■ Exercise requirements: Your answer must be every line of the data below that holds the string "shattered", copied exactly.

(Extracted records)
• • • • •

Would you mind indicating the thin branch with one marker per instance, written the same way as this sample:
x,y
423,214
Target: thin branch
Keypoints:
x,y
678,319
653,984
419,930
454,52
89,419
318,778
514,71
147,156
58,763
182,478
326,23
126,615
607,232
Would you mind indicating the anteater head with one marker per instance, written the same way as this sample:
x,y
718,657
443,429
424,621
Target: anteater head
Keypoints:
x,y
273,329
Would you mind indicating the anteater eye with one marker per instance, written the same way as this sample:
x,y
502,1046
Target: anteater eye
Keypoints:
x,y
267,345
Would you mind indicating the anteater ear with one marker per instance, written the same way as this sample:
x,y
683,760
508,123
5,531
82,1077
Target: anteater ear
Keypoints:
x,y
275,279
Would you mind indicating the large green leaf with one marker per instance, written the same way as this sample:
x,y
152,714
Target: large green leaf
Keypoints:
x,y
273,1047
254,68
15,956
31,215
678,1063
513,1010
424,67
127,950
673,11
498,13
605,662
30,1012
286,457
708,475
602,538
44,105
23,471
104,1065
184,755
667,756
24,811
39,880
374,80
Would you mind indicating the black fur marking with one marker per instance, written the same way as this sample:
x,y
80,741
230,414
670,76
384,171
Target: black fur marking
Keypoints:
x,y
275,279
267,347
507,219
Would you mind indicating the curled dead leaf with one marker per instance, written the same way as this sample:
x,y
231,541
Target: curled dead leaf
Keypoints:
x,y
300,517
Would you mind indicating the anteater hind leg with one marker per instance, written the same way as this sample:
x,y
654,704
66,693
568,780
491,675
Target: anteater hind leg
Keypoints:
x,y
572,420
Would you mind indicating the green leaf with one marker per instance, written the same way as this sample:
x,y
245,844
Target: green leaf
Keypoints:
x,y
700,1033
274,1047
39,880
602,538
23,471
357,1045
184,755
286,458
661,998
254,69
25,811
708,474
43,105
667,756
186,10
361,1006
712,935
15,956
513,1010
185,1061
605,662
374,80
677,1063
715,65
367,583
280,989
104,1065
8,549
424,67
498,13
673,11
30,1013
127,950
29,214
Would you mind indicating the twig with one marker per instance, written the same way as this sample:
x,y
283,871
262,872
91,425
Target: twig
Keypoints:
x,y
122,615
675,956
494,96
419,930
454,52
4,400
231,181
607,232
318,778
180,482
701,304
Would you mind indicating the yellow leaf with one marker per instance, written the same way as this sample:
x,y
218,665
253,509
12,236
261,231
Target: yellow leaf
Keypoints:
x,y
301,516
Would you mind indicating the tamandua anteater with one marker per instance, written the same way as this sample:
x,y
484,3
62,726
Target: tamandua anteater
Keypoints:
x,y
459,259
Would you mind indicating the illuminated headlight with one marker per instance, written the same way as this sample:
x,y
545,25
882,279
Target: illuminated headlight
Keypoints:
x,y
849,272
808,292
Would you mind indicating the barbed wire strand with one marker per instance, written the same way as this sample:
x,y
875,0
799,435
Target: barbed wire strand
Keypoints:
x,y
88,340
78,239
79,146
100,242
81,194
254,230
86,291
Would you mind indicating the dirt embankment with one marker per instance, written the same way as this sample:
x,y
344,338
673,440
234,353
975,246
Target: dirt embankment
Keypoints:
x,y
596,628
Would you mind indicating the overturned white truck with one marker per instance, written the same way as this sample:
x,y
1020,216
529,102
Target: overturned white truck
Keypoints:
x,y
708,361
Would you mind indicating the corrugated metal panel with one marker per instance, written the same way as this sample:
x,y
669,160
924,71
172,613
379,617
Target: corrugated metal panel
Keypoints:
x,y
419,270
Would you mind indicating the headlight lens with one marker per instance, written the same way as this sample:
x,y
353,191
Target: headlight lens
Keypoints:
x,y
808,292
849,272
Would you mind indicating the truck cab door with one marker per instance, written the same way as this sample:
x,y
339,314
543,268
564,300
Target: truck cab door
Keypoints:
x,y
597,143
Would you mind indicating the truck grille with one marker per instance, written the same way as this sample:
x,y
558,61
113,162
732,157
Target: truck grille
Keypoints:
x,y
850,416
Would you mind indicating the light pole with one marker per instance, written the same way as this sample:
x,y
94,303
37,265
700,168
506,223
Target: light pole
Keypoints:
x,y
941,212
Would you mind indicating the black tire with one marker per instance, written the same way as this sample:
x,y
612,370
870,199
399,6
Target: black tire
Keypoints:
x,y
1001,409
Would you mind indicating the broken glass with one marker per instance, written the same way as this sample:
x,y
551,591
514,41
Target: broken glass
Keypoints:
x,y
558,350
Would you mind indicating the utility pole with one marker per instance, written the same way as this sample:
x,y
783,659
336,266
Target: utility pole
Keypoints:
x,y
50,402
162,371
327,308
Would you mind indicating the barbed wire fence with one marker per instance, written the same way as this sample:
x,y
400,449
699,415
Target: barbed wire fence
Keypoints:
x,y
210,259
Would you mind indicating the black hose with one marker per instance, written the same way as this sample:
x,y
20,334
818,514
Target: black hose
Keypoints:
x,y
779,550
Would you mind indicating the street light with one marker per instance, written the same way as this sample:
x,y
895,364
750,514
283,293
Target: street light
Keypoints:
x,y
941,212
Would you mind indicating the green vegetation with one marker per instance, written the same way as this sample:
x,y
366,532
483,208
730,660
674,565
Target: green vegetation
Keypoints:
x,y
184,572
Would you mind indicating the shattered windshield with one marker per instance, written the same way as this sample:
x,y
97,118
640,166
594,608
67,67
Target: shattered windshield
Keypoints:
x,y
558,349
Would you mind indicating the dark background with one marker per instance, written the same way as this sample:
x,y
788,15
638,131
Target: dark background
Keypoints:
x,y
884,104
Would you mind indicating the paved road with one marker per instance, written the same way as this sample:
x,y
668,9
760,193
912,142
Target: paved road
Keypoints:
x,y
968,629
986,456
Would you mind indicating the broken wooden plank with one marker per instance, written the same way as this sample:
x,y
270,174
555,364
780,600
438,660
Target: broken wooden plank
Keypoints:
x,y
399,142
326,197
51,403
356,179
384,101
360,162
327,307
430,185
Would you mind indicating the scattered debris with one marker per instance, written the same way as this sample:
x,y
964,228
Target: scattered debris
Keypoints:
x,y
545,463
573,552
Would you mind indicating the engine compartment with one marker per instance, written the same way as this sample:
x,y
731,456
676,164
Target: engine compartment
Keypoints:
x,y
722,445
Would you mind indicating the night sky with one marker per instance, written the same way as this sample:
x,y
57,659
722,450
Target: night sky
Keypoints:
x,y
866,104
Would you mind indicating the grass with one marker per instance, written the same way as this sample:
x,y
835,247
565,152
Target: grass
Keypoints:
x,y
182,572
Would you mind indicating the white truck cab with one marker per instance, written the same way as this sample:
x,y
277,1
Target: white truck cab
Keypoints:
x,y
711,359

• • • • •

■ Response below:
Would you mind indicating the shattered windshield with one marker per instance, written the same way as this sample:
Target: shattered windshield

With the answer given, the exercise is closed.